======== TEXTO PARA LEITURA
Rosa dos Ventos disse...

Foi bom recordar Ary e ouvir-te...

Abraço

Cris disse...

Bravo!Bravo! Foi lindo!
Nossa! Que belo presente neste domingo.
Muitos beijos.

São disse...

Como diz Maria, queremos mais.
Fique bem, em companhia da Maria.

Rui Vasco Neto disse...

sam,
está tudo dito aqui em cima, repetir é escusado.
mas bela prenda, simssanhora!

há mais?

Anónimo disse...

OBRIGADO PARA AMBOS!

Pata Negra disse...

Eh pá! Vou só dizer uma coisa:
Gostei!
Desta vez o abraço é para o Samuel

Anónimo disse...

Mais um momento mágico de Luta. Um Abraço

GR disse...

Entrar neste blog é sempre uma boa surpresa. Desta vez...tanta saudade. Fiz como a Maria, continuei a procurar e ouvir-te.
Enviei por e-mail a todos os amigos esta canção, grande surpresa irão ter.
MAGNIFICA VOZ!

Obrigada e Parabéns,

GR

José Gomes disse...

Samuel,
Não vou repetir os comentários acima, mas fazer deles as minhas palavras. Foi um belo momento recordar Ary, a tua voz, e muitos anos atrás... mais um alento para continuar-nos a luta.
Um abraço,
José Gomes

Ana Camarra disse...

Samuel

Pois eu era mesmo muito novinha, tinha 12 anos...
Mas o poema é belissimo, como quase tudo o que Ary escreveu!

Beijocas

o escriba disse...

Boa noite!
================
§ **OBJETIVOS**:
1. Transcreva dos comentários o trecho entre "GR disse..." e "surpresa irão ter.", inclusive.
2. Nos comentários, o que GR diz ter enviado por e-mail a todos os amigos?
A listagem não tem qualquer relação com os comentários.
======== EXCERTO DE ORIGEM
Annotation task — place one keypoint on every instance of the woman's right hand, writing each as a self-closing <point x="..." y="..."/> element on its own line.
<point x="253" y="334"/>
================
§ **RESPOSTAS POR TAREFA**:
1.
GR disse...

Entrar neste blog é sempre uma boa surpresa. Desta vez...tanta saudade. Fiz como a Maria, continuei a procurar e ouvir-te.
Enviei por e-mail a todos os amigos esta canção, grande surpresa irão ter.

2. A canção.